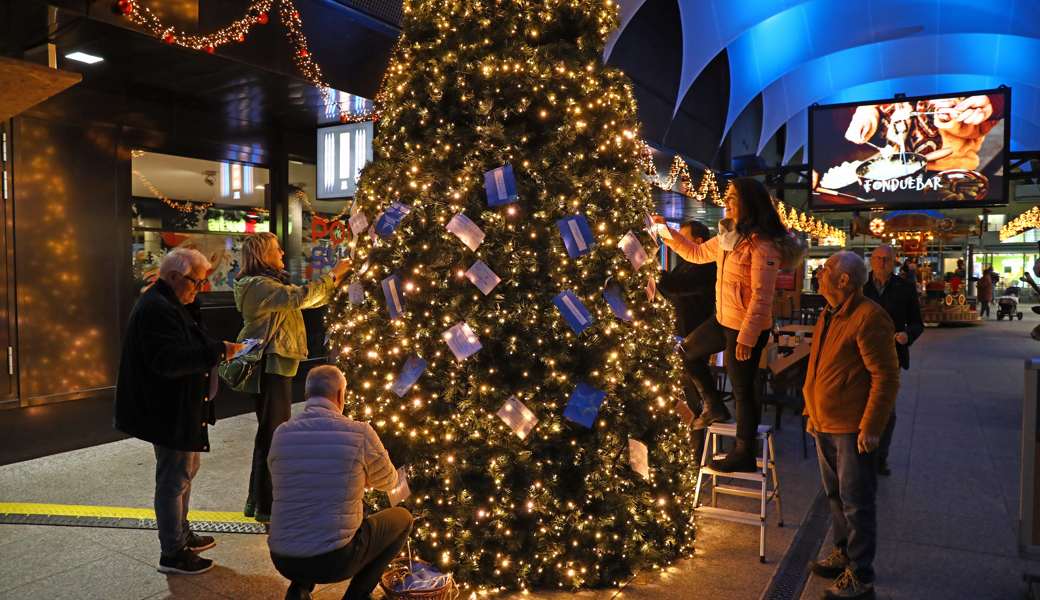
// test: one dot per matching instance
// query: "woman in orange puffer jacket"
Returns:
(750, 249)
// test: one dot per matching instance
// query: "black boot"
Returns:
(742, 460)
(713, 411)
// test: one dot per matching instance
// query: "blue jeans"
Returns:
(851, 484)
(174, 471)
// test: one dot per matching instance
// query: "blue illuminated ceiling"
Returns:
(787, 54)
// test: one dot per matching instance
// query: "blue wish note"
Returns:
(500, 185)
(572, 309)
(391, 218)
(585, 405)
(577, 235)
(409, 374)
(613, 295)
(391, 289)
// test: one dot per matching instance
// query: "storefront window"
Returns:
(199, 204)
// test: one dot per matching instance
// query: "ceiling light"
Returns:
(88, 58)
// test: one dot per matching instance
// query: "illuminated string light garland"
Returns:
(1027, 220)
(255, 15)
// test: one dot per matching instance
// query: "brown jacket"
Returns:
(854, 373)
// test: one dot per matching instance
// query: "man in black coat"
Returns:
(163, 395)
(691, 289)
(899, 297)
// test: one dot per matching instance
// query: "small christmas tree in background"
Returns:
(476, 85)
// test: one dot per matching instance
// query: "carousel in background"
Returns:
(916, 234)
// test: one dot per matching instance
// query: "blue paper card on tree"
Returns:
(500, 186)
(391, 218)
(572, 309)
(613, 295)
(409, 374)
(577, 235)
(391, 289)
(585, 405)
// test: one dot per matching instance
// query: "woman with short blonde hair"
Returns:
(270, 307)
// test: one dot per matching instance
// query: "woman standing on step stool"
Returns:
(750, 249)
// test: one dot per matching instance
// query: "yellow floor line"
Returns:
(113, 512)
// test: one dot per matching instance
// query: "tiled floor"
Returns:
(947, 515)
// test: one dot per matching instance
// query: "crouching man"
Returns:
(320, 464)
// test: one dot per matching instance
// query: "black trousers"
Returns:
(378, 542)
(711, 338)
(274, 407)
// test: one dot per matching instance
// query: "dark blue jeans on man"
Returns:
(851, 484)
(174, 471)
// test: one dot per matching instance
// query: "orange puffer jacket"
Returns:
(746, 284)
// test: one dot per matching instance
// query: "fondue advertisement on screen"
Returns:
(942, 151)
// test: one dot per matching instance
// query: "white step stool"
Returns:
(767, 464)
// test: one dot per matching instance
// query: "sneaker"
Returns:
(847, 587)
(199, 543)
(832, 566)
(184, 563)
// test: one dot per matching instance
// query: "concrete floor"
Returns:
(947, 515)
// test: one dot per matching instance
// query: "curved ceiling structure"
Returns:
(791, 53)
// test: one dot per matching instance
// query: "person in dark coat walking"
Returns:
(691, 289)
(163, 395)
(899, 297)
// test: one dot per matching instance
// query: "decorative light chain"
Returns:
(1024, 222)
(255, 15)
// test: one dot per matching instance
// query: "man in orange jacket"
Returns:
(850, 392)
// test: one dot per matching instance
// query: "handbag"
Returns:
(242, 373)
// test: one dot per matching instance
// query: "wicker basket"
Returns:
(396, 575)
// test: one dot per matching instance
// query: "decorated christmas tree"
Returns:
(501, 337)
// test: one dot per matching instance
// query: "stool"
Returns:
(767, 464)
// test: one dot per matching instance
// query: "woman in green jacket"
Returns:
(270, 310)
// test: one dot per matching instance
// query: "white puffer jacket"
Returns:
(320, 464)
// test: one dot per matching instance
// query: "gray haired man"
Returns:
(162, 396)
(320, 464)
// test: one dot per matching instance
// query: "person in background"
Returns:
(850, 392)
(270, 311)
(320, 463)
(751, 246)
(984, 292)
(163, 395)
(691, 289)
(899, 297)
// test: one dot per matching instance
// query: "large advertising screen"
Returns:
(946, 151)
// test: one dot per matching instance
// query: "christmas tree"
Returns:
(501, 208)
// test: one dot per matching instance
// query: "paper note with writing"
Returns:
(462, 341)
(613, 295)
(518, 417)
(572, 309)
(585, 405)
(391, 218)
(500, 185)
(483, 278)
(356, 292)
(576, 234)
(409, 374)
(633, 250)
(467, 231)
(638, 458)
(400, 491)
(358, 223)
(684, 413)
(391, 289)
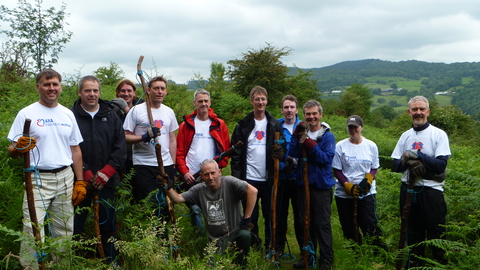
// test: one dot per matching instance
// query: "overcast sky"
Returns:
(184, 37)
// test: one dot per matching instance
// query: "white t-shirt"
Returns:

= = = = =

▶ SET PROBLEM
Transcribe every record above exactly, leaving out the pictures.

▶ TASK RESULT
// test: one dot per matching instance
// query: "woman in orange puffer jacket"
Returns:
(750, 249)
// test: one dot per matching instance
// query: "black boot"
Returns:
(742, 460)
(713, 411)
// test: one dot per matching instance
// query: "blue jeans"
Returns:
(851, 484)
(174, 471)
// test: one dot per matching instance
// query: "blue illuminated ceiling"
Returns:
(787, 54)
// test: one dot per matching instance
// query: "blue wish note"
Returns:
(500, 185)
(572, 309)
(391, 218)
(585, 405)
(577, 235)
(409, 374)
(613, 295)
(391, 289)
// test: one dot per matching instance
// query: "storefront window"
Returns:
(199, 204)
// test: one dot per matching instance
// query: "ceiling light"
Returns:
(88, 58)
// test: one dot per matching instance
// query: "illuminated string light garland"
Returns:
(1027, 220)
(255, 15)
// test: one dot per matching instance
// query: "brown jacket"
Returns:
(854, 373)
// test: one dot per matching instance
// query: "man in black coat"
Returns:
(163, 395)
(691, 289)
(899, 297)
// test: one dot per matching instance
// query: "small christmas tree in background"
Returns:
(476, 85)
// test: one dot per matching instance
// query: "carousel in background"
Returns:
(916, 234)
// test: one dot per matching instance
// query: "blue paper card on tree"
Returns:
(500, 186)
(391, 218)
(572, 309)
(613, 295)
(409, 374)
(577, 235)
(391, 289)
(585, 405)
// test: one dot per matching instance
// query: "woman with short blonde hair"
Returns:
(270, 307)
// test: one dot per matching instance
// query: "woman standing on step stool"
Returns:
(750, 249)
// test: one dot per matching instance
// query: "yellow floor line"
Returns:
(113, 512)
// test: one dot per matching instance
// query: "tiled floor"
Returns:
(947, 515)
// test: one dot per matching instance
// query: "crouching man"
Returns:
(320, 464)
// test: one dot per matching instance
// query: "black trousers"
Returns:
(378, 542)
(711, 338)
(274, 407)
// test: one dot per matching instance
// query: "dark blue jeans on man"
Returns:
(851, 484)
(174, 471)
// test: one dot per matching instance
// query: "orange puffer jacket"
Returns:
(746, 284)
// test: one dot per matching instance
// query: "fondue advertisement on screen"
Returns:
(942, 151)
// test: one dot per matching instance
// query: "white step stool"
Returns:
(767, 464)
// test: one dot per matching instance
// query: "sneaker"
Returns:
(847, 587)
(199, 543)
(832, 566)
(184, 563)
// test: one dot per matching instance
// query: "concrete floor"
Returns:
(947, 515)
// test: one dot per matching instance
// query: "curved ceiling structure"
Returns:
(791, 53)
// test: one dot per matching instance
// query: "person in dark coat walking"
Returns:
(691, 289)
(163, 395)
(899, 297)
// test: one dot per matching instance
// query: "decorative light chain"
Returns:
(1024, 222)
(255, 15)
// test: one dot per matching instance
// query: "man in orange jacket"
Returns:
(850, 392)
// test: one dot per matching instance
// query: "handbag"
Returns:
(242, 373)
// test: one dot per matching instance
// query: "wicker basket"
Returns:
(396, 575)
// test: one dot per matching instance
// query: "decorated christmas tree"
Returns:
(501, 337)
// test: one dot per matching instance
// query: "stool"
Returns:
(767, 464)
// test: one dot per matching instance
// query: "woman in green jacket"
Returns:
(270, 310)
// test: one dot per matching instance
// query: "white puffer jacket"
Returns:
(320, 464)
// test: one dot per matching instance
// query: "gray haired man"
Returns:
(162, 396)
(320, 464)
// test: one dot per matching instance
// query: "person in background"
Returns:
(850, 392)
(270, 311)
(320, 463)
(751, 246)
(984, 292)
(163, 395)
(691, 289)
(899, 297)
// test: one dot per matching instance
// query: "large advertising screen"
Returns:
(946, 151)
// test: one dot per matching instance
// query: "christmas tree"
Returns:
(501, 208)
// test: one dot per matching instance
// query: "paper note with writing"
Returns:
(462, 341)
(613, 295)
(518, 417)
(572, 309)
(585, 405)
(391, 218)
(500, 185)
(483, 278)
(356, 292)
(576, 234)
(409, 374)
(633, 250)
(467, 231)
(638, 458)
(400, 491)
(358, 223)
(684, 413)
(391, 289)
// test: one dot per matching instance
// query: "overcast sky"
Returns:
(184, 37)
// test: one dot per matching instance
// query: "white t-shirt"
Returns:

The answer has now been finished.